Article
━━━━━━
We posted the report from second-place Julian Alpahilippe's Team Deceuninck-Quick Step with the results.

Here's the report from stage winner and new GC leader Wout van Aert's Jumbo-Visma team:

Wout van Aert has won the Tour of Britain’s queen stage with great display of power. The Belgian champion beat world champion Julian Alaphilippe on the steep final climb. Thanks to his victory, Van Aert recaptured the lead in the general classification.

Wout van Aert

Wout van Aert just beats Julian Alaphilippe

In the fourth stage the riders had to cope with three thousand altitude metres in a stage of more than 210 kilometres. A front group of six riders immediately broke away. Thanks to Team Jumbo-Visma the breakaway riders were caught before the final even started.

In the final kilometres, Pascal Eenkhoorn and George Bennett proved to be ideal teammates for Van Aert. Eenkhoorn kept the Belgian leader at the front on the penultimate climb of the day. A little later, Bennett personally made sure Van Aert was dropped in a good position at the foot of the final climb.

Woods was the first to attack. Van Aert seemed to give in for a moment, but a few seconds later he caught up with the Canadian and the world champion. After Alaphilippe had started the sprint from behind Van Aert, the versatile Belgian of Team Jumbo-Visma didn’t hesitate for a moment. After a sprint on the edge, Van Aert won for the second time this race.

“It was painful for two kilometres”, said Van Aert. “At the bottom of the final climb it was very steep. I set myself the goal to survive that tricky part. We knew Alaphilippe and Woods would be the biggest competitors today. When I was in the wheel of those guys, I knew I could rely on my sprint. I was also thinking about the general classification. When Julian attacked, I put in a good sprint. This was a very nice finish. I put this victory high on my list. It may not be the biggest race I have won, but I will be happy with the way I did it for a long time. I am very happy with this victory.”
━━━━━━
Collected material

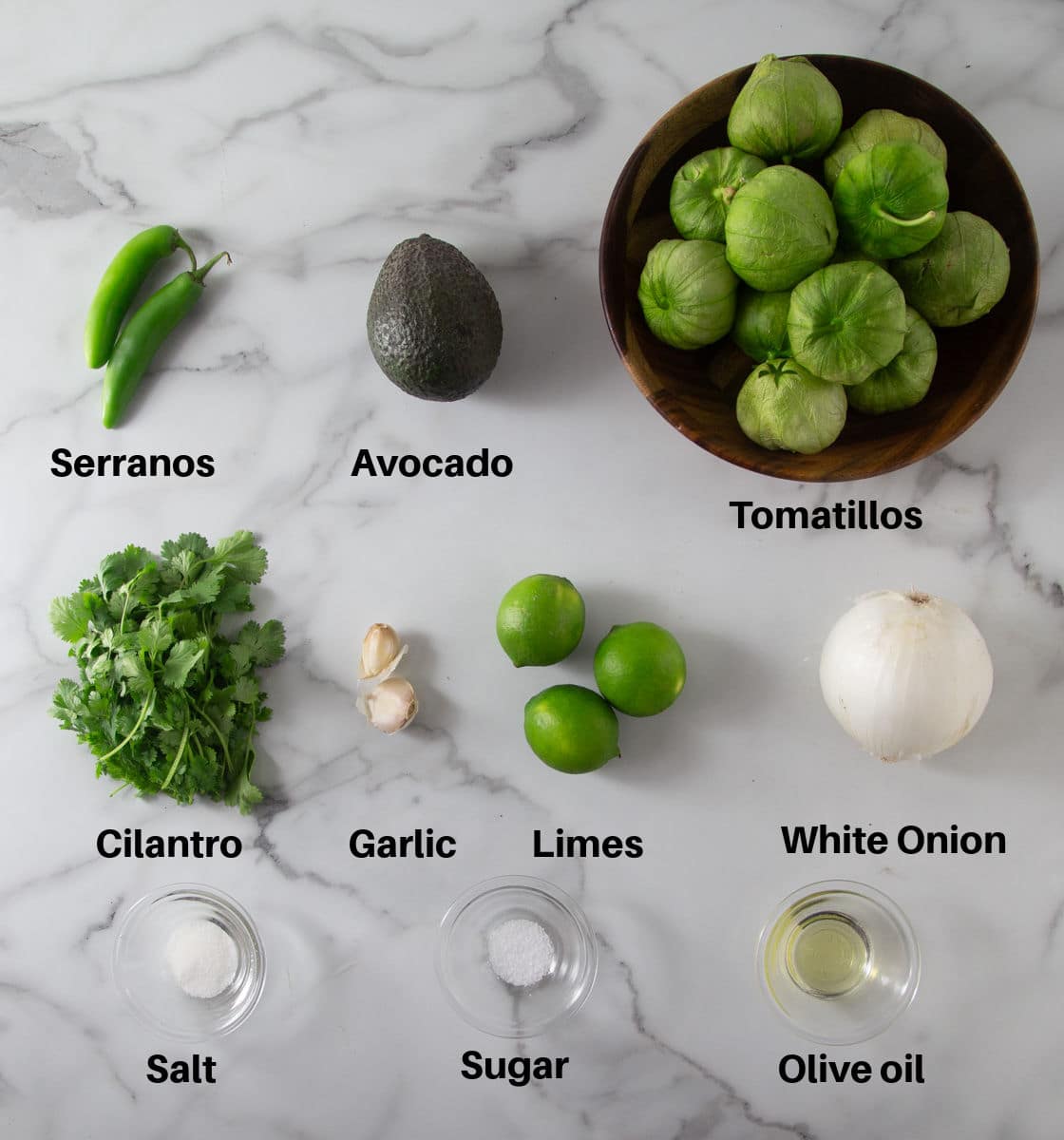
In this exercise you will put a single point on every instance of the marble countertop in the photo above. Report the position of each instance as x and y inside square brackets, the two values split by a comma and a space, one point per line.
[308, 140]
━━━━━━
Set exercise 1
Extract the passage of the Tour of Britain stage report starting at "Woods was the" and ending at "time this race.".
Set exercise 2
According to the Tour of Britain stage report, which two teammates helped Van Aert in the final kilometers?
The listing is separate from the Tour of Britain stage report.

Task response 1
Woods was the first to attack. Van Aert seemed to give in for a moment, but a few seconds later he caught up with the Canadian and the world champion. After Alaphilippe had started the sprint from behind Van Aert, the versatile Belgian of Team Jumbo-Visma didn’t hesitate for a moment. After a sprint on the edge, Van Aert won for the second time this race.

Task response 2
Pascal Eenkhoorn and George Bennett